** Do this **
Print the following records verbatim, leaving out the pictures.

— Start Data in this exercise —

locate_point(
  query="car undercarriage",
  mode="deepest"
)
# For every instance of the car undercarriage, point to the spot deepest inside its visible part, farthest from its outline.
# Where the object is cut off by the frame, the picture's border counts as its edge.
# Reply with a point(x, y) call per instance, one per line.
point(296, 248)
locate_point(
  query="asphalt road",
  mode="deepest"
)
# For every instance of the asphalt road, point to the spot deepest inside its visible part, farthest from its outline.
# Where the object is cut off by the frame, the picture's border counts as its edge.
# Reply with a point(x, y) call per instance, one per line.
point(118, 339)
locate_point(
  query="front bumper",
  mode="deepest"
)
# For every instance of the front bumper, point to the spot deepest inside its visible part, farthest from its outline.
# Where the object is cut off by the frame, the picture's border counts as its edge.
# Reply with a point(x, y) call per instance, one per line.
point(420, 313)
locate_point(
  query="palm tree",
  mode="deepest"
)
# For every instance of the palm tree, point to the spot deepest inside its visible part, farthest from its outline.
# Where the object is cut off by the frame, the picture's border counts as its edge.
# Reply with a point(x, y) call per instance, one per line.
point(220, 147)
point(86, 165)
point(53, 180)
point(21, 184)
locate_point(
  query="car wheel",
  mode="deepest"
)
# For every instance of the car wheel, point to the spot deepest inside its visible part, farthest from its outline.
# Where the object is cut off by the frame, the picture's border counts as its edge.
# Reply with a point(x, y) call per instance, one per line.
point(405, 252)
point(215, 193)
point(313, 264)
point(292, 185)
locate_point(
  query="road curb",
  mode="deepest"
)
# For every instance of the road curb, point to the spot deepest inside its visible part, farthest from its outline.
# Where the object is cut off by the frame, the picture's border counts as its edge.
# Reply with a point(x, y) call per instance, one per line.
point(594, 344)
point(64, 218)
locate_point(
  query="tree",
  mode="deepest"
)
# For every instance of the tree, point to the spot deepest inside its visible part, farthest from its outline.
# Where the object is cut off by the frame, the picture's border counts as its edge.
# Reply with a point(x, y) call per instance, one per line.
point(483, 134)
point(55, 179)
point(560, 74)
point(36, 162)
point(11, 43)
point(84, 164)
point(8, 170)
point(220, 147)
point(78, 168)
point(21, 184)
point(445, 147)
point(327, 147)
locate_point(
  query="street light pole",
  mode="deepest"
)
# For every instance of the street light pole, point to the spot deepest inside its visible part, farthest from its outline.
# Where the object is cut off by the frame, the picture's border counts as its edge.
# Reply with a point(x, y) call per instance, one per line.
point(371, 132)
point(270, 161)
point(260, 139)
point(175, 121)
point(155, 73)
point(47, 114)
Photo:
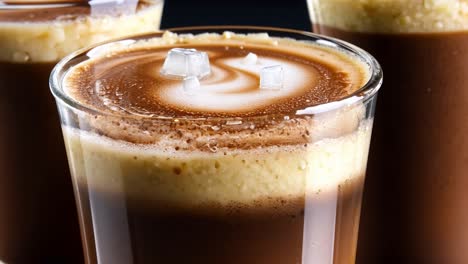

— End Data in this exercise —

** Output for this task **
locate_point(
  query="car undercarriage",
  mode="deepest"
)
# For every instance of the car undercarriage, point to the spot deepest inside its visible part, farthest from its outline.
# Where the object is cut off by the frame, the picture's border counts as its edge.
# Reply with a point(x, y) call per instance, one per line.
point(296, 248)
locate_point(
  query="asphalt road",
  mode="deepest"
)
# For every instance of the asphalt road, point to the spot deepest inside its visible part, farthest from its outline.
# Where the object is cut off by the frame, the picture's border counts as its edge.
# Reply with a point(x, y) call per instance, one per line.
point(118, 339)
locate_point(
  query="front bumper",
  mode="deepest"
)
# For every instance of the front bumper, point to the spot deepest inside its visible part, farthest from its outline.
# Where the object is cut off by the frame, the picture's border counts as its edge.
# Reply with a point(x, y) call per instance, one per line.
point(420, 313)
locate_point(
  query="palm tree",
  mode="deepest"
)
# For every instance of the palm tree, point to the spot deepest inside its visible part, farthest from its outline.
# Where the object is cut off by the frame, the picture's border counts as its edge.
# Reply with a point(x, y) call per instance, one per line.
point(220, 147)
point(86, 165)
point(53, 180)
point(21, 184)
locate_point(
  query="car wheel",
  mode="deepest"
)
# For every instance of the car wheel, point to the spot deepest inside its visible part, farthest from its outline.
# Where the object is cut off by the frame, the picture's border counts as its edge.
# Reply with a point(x, y) call per instance, one per line.
point(405, 252)
point(215, 193)
point(313, 264)
point(292, 185)
locate_point(
  query="road curb",
  mode="deepest"
)
# For every instance of the road curb, point to the spot deepest inside its visible part, farthest from its outline.
# Where the object is cut off by the frame, the picture's border counts as its edge.
# Reply with a point(x, y) call per instance, one per line.
point(594, 344)
point(64, 218)
locate_point(
  query="tree",
  mode="deepest"
)
# For every instance of the tree, point to the spot deepest inside its visible part, farthest from its outline.
# Where the object is cut off by the frame, the picture's border counts as its edge.
# Reply with a point(x, y) call per instance, one per line.
point(483, 134)
point(55, 179)
point(560, 74)
point(36, 162)
point(11, 43)
point(84, 164)
point(8, 170)
point(220, 147)
point(78, 168)
point(21, 184)
point(445, 147)
point(327, 147)
locate_point(
  query="street light pole",
  mode="deepest"
)
# For every instance of the street light pole, point to the spot deepest inside its visible part, farthest from its outline.
# Where the object is cut off by the frame, the picture's border counts as its edge.
# Reply with a point(x, y) call per instance, one per line.
point(371, 132)
point(270, 161)
point(260, 139)
point(175, 121)
point(155, 73)
point(47, 114)
Photo:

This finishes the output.